• **What is required**:
Reproduce the entries below, substituting "marker" for every occurrence of "dot" and leaving everything else unchanged. Omit the pictures from your answer.

Records:
----------------------------------------

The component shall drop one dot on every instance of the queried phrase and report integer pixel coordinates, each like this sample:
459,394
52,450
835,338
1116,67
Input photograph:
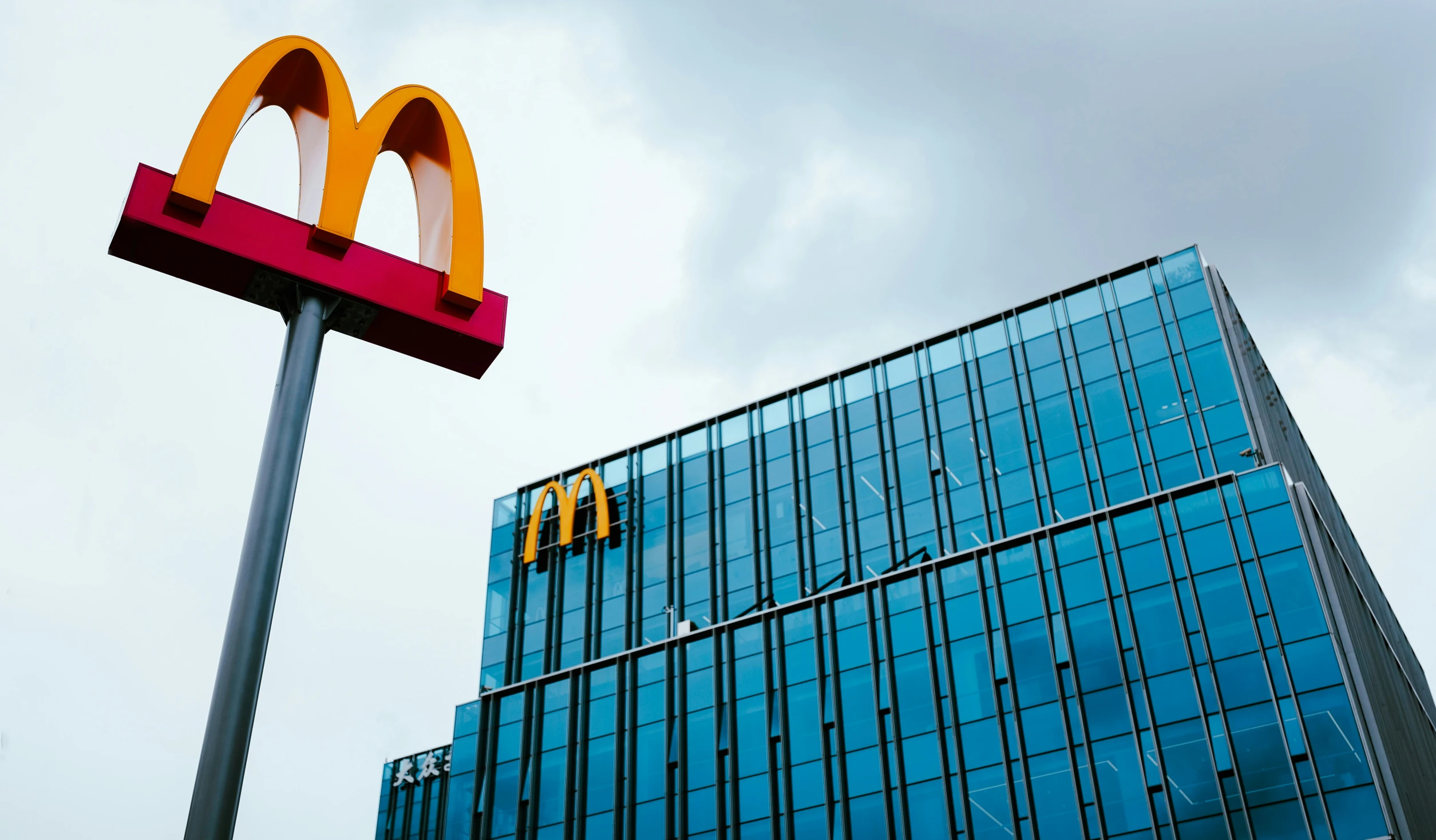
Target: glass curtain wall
1106,393
1161,668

----------------------------------------

• **Task response**:
The component shall drop one marker on every instance of the queried phrase and report integer pixel coordinates, each like this sample:
459,394
52,450
835,338
1116,67
Input photograph:
Target: glass curtain wall
1106,393
1161,668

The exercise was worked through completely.